**Problem to solve**
Reproduce word for word the lines of the listing from the line containing "Sample: x=189, y=192." through the line containing "x=157, y=167", including both of those lines.

━━━━━━━━━━

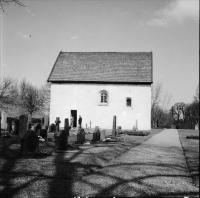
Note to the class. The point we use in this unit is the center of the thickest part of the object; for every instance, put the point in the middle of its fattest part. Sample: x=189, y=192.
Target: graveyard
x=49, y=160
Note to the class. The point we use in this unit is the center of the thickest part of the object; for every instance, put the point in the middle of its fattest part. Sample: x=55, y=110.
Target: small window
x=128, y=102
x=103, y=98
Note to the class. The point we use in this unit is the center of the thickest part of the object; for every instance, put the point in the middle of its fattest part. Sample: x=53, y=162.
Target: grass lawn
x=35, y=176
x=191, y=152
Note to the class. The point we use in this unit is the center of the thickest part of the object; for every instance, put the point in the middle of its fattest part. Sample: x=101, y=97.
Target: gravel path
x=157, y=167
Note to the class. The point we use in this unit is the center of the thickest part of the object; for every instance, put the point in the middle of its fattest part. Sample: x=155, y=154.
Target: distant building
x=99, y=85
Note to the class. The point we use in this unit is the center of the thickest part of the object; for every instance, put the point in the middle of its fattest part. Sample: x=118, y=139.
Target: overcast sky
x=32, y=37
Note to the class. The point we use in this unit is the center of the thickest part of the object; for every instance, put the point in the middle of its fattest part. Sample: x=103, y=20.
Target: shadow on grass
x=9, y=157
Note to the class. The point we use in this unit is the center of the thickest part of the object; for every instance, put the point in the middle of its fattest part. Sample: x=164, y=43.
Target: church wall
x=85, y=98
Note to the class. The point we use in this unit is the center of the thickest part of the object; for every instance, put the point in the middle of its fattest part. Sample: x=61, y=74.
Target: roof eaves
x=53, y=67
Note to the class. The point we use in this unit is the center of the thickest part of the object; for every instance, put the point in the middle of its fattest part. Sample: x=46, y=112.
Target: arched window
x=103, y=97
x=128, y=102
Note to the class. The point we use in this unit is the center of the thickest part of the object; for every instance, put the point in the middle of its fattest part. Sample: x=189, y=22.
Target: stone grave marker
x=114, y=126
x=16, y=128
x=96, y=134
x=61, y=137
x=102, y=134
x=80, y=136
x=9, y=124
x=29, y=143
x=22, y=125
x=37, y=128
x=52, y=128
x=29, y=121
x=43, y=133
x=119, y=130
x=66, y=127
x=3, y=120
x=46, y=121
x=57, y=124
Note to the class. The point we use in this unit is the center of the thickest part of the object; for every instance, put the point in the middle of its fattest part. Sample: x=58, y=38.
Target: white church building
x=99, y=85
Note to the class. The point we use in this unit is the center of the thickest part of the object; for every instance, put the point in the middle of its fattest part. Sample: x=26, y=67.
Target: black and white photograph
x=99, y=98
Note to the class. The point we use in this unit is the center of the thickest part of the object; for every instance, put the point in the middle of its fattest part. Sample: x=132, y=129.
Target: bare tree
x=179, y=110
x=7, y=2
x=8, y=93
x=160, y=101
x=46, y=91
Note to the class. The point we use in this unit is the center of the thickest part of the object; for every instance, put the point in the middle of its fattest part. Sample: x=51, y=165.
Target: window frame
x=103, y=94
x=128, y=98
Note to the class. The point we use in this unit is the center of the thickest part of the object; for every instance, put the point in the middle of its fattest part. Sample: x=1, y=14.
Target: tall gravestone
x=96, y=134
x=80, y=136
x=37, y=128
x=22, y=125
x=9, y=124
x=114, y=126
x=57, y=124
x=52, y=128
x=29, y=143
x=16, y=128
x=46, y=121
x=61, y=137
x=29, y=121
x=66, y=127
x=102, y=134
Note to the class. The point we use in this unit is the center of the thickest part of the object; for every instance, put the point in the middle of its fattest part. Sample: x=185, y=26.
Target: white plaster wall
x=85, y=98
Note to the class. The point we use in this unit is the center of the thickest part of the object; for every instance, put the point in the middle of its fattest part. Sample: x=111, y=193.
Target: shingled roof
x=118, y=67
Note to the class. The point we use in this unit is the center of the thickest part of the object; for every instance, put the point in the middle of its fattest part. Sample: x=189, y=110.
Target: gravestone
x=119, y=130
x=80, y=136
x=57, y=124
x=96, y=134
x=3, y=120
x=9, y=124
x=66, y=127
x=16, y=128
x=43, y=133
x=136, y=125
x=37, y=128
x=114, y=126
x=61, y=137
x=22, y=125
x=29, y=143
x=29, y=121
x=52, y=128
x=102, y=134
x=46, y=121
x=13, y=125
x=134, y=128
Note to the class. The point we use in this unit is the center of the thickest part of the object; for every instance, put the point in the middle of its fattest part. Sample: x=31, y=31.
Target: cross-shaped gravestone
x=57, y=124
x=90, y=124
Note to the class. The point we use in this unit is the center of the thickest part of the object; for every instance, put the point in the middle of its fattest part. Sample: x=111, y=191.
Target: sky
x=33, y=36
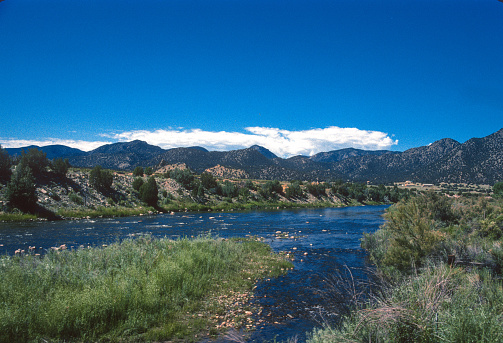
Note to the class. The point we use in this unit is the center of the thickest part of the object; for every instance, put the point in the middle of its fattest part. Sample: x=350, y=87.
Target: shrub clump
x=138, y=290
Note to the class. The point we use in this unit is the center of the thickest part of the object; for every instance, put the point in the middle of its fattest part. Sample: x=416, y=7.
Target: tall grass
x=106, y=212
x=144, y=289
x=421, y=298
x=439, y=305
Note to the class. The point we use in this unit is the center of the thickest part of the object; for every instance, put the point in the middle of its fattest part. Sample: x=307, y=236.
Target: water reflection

━━━━━━━━━━

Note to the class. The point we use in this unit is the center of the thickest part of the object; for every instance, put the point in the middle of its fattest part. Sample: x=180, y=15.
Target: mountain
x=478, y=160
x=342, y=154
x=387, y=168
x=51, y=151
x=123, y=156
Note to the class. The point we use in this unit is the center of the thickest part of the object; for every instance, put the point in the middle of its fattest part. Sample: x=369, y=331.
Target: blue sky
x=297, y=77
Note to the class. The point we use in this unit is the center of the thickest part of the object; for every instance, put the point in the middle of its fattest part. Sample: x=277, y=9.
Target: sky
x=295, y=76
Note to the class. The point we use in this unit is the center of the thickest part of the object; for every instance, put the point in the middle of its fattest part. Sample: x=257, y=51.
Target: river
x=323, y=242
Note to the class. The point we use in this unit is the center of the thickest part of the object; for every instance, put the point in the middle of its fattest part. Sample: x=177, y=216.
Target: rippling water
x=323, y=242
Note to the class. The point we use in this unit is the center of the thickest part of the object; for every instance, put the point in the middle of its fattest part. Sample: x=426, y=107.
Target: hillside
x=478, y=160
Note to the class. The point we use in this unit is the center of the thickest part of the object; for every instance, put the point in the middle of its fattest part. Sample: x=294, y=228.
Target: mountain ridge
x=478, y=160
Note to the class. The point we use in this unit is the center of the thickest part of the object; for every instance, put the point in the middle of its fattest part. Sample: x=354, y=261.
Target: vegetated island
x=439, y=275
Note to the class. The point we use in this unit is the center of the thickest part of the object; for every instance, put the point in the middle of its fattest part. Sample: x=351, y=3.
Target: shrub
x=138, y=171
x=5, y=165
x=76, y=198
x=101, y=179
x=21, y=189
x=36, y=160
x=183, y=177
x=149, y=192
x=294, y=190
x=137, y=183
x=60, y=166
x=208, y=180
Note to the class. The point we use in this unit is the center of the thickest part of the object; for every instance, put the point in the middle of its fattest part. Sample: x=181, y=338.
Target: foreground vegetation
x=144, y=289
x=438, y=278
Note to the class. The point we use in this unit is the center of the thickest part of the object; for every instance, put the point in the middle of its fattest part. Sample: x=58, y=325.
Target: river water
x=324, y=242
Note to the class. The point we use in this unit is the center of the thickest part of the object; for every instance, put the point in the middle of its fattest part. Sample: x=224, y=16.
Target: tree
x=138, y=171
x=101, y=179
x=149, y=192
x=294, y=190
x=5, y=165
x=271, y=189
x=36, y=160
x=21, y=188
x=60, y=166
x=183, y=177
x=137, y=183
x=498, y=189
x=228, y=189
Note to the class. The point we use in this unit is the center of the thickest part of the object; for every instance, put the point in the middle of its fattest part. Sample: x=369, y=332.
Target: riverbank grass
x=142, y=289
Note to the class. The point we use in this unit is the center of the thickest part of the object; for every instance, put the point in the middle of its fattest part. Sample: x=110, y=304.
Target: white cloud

━━━━━━━━━━

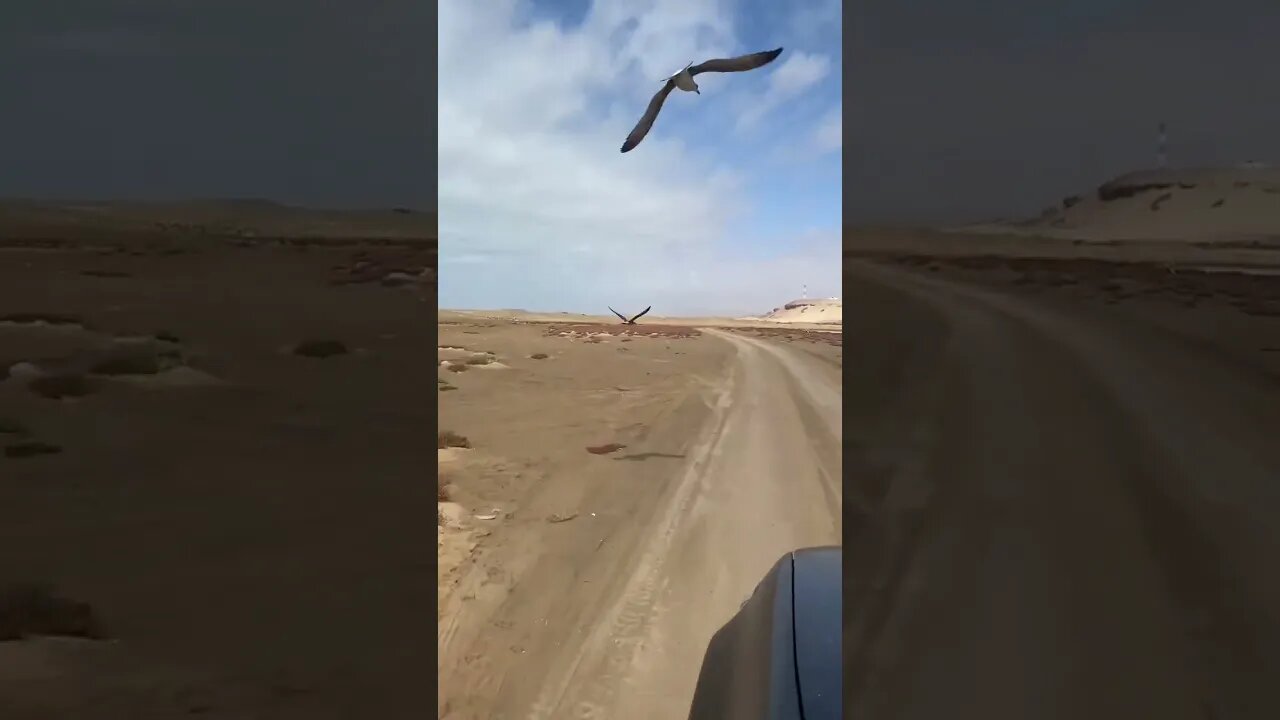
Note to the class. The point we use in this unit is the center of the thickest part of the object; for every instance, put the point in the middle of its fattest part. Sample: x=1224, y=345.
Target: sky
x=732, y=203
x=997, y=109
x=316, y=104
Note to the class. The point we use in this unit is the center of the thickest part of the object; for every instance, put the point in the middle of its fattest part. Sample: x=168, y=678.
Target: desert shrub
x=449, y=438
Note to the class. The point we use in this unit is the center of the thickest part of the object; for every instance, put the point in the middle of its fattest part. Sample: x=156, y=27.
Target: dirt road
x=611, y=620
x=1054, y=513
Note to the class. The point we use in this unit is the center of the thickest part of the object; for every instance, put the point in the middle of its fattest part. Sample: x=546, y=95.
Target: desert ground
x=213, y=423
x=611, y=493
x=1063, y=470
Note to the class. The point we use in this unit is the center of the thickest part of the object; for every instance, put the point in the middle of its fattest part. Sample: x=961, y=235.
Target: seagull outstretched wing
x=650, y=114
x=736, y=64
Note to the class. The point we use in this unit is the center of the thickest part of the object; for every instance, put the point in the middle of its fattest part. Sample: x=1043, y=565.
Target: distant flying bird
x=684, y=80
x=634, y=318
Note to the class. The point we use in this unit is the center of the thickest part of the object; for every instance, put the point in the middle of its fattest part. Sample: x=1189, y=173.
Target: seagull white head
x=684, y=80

━━━━━━━━━━

**Answer to this problem**
Note to the class. The point we use in this unit is the center of the thickest part of the object; for every instance, put the point in the middle of its fattest part. Sample: x=189, y=192.
Target: graveyard
x=49, y=160
Note to the class. The point we use in this unit is the center of the thickest part of the object; for every instance, put the point in the middle of its fattest part. Sample: x=55, y=110.
Target: small window
x=128, y=102
x=103, y=98
Note to the class. The point we use in this unit is the center of the thickest part of the object; for every instance, put the point in the middle of its fattest part. Sample: x=53, y=162.
Target: grass lawn
x=35, y=176
x=191, y=152
Note to the class. The point we use in this unit is the center of the thickest part of the object; for every instance, put the point in the middle of its fattest part. Sample: x=101, y=97.
Target: gravel path
x=157, y=167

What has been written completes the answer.